### Directions for this task
Return the data. Every word must match.

[[ Input data, beginning ]]

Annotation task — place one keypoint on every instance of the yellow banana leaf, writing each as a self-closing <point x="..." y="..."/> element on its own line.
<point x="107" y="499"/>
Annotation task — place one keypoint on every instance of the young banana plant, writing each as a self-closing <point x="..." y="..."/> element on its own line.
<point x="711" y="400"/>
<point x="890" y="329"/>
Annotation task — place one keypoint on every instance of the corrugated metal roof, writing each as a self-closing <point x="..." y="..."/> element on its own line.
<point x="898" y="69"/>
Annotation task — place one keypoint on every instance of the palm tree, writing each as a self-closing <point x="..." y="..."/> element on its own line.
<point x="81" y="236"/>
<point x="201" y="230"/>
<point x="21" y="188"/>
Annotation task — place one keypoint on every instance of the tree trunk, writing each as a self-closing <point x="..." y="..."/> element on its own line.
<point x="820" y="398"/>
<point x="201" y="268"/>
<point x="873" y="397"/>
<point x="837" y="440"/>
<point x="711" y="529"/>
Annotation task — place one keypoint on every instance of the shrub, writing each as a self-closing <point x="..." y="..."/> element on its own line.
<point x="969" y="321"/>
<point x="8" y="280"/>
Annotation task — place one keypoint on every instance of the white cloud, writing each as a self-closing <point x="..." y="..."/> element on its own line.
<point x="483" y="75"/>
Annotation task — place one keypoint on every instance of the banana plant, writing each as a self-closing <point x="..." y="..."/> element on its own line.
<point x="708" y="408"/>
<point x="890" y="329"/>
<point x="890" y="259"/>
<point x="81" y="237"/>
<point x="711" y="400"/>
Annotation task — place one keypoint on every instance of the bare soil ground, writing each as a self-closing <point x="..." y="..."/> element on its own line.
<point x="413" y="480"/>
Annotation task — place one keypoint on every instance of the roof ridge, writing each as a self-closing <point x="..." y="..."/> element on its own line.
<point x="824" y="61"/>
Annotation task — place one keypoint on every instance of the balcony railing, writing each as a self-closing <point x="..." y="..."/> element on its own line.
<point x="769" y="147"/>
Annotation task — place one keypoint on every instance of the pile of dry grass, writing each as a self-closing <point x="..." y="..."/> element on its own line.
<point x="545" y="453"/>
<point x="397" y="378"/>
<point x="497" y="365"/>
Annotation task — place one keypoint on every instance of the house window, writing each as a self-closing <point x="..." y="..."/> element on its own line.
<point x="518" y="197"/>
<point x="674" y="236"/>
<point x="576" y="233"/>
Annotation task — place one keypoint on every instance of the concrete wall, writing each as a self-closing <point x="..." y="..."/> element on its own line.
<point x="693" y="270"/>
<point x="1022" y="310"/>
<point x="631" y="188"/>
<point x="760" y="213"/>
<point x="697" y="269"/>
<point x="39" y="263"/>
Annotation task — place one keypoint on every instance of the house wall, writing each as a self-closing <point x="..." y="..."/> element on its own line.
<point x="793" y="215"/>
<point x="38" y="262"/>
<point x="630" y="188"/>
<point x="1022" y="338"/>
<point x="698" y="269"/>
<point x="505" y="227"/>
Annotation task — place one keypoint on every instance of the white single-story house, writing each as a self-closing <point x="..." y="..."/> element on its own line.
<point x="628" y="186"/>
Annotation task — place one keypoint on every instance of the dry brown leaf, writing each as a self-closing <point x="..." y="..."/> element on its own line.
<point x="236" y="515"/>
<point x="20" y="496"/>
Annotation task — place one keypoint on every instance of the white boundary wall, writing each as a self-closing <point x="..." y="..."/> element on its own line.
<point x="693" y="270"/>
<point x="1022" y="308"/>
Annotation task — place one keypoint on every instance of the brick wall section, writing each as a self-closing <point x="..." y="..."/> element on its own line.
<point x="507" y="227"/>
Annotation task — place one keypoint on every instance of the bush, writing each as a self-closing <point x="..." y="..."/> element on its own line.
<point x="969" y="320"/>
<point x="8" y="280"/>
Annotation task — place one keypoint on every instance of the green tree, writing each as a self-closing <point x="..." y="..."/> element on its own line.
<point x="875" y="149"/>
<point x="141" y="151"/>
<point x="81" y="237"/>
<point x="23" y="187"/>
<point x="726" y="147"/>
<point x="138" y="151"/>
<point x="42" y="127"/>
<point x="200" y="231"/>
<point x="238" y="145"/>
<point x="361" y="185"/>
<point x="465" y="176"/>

[[ Input data, end ]]

### The answer
Annotation task — place one keypoint on every instance of the yellow banana leaf, writing each as a self-closing <point x="..." y="..."/> element on its own line.
<point x="107" y="499"/>
Annotation task — place one keypoint on every instance of the young banana plant, writing each as a self-closing <point x="..." y="..."/> element on its own line.
<point x="711" y="400"/>
<point x="890" y="329"/>
Annotation task — place one keypoint on every instance of the corrugated metal roof, writing each as a self-closing <point x="..." y="..."/> element on its own line.
<point x="898" y="69"/>
Annotation task — place one keypoint on every instance of the palm tree, writing each as a self-closing <point x="..." y="..."/> element on its own line.
<point x="81" y="236"/>
<point x="201" y="230"/>
<point x="21" y="188"/>
Annotation task — place one keypoint on every instance of the tree trunk, writing each as a self-closing <point x="..." y="..."/> element on its own line.
<point x="820" y="398"/>
<point x="201" y="268"/>
<point x="873" y="397"/>
<point x="837" y="440"/>
<point x="711" y="529"/>
Annotation task — place one keypoint on every instance of the shrub, writing each as a self-closing <point x="..." y="..."/> element on its own line.
<point x="969" y="321"/>
<point x="8" y="280"/>
Annotation task — place one keypoint on every instance of the white cloud, writing each as a self-closing <point x="..." y="..."/> element on its own line.
<point x="483" y="75"/>
Annotation task — place one keypoint on every instance of the banana plant, writing each as a self-closing <point x="..." y="..."/> element on its own line.
<point x="708" y="408"/>
<point x="890" y="329"/>
<point x="890" y="259"/>
<point x="81" y="237"/>
<point x="711" y="400"/>
Annotation task — place one keypoint on every instance of the bare soil ground, writing each as a self-closing <point x="..." y="..."/> element on its own line.
<point x="413" y="480"/>
Annotation task — place one keypoint on every instance of the roof ridge, writing each as a self-closing <point x="..." y="..."/> element on its own line.
<point x="824" y="61"/>
Annotation task — place one keypoint on every instance of the balcony railing, writing each as a self-closing <point x="..." y="..."/> element on its own line.
<point x="769" y="147"/>
Annotation task — place one keypoint on every instance of the pile of dry grass, writing each as a self-closing <point x="..." y="..."/> element on its own line.
<point x="545" y="453"/>
<point x="397" y="378"/>
<point x="497" y="365"/>
Annotation task — place one keypoint on every instance of the house window, writing each as a self-closing <point x="..." y="..."/> element on its own line.
<point x="518" y="197"/>
<point x="674" y="236"/>
<point x="576" y="233"/>
Annotation task — place one keypoint on every instance of the concrete wall, writing each as a self-closing <point x="..." y="..."/> element on its own line.
<point x="693" y="270"/>
<point x="1022" y="310"/>
<point x="631" y="188"/>
<point x="760" y="213"/>
<point x="697" y="269"/>
<point x="39" y="263"/>
Annotation task — place one keypoint on every instance of the house wall, writing each as a self-closing <point x="..." y="..."/> element on its own line.
<point x="793" y="215"/>
<point x="38" y="262"/>
<point x="630" y="188"/>
<point x="1022" y="338"/>
<point x="698" y="269"/>
<point x="505" y="227"/>
Annotation task — place one keypoint on every instance of the white single-story house, writing each as a self-closing <point x="..." y="..."/> element on its own line.
<point x="628" y="186"/>
Annotation task — place one keypoint on every instance of the dry brown leaf, writing each as a self-closing <point x="..." y="..."/> element on its own line.
<point x="236" y="515"/>
<point x="20" y="496"/>
Annotation task — place one keypoint on every instance of the white boundary wall, writing each as a self-closing <point x="..." y="..."/> element on its own line.
<point x="693" y="270"/>
<point x="1022" y="308"/>
Annotation task — place one keypoint on every instance of the brick wall section, writing each as a self-closing <point x="..." y="..."/> element on its own line.
<point x="507" y="227"/>
Annotation task — place one keypoint on every instance of the bush, writing each as a self-closing <point x="..." y="..."/> element on its own line.
<point x="969" y="320"/>
<point x="8" y="280"/>
Annotation task — place one keypoint on every instance of the green tree, writing each as a self-closing <point x="..." y="..."/> element on its own line.
<point x="875" y="149"/>
<point x="141" y="151"/>
<point x="81" y="237"/>
<point x="23" y="187"/>
<point x="726" y="147"/>
<point x="138" y="151"/>
<point x="42" y="127"/>
<point x="200" y="231"/>
<point x="238" y="145"/>
<point x="361" y="185"/>
<point x="465" y="176"/>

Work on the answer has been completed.